● Task brief: Pull out every line of the data below that contains the word "soil".

>> begin Stored data

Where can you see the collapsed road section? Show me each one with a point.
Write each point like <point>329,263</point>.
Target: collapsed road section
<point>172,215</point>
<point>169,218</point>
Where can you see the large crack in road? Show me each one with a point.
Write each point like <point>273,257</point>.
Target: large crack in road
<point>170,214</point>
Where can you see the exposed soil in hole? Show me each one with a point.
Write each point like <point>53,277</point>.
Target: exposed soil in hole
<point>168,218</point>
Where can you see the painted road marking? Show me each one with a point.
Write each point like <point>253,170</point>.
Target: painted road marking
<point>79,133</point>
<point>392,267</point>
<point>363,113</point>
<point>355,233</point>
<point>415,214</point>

>> end Stored data
>> begin Stored data

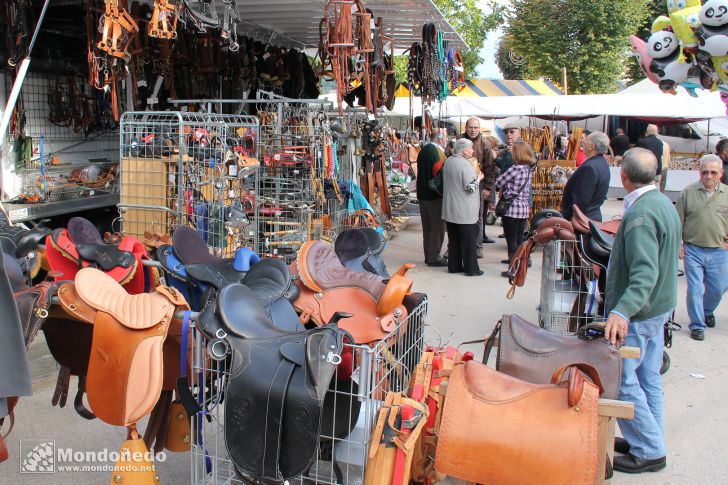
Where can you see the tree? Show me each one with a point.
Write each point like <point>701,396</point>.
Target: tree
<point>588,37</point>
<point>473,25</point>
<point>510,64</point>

>> end Stored data

● Response below:
Where can you see the exposed soil in hole? Show me each one with a point.
Target: exposed soil in hole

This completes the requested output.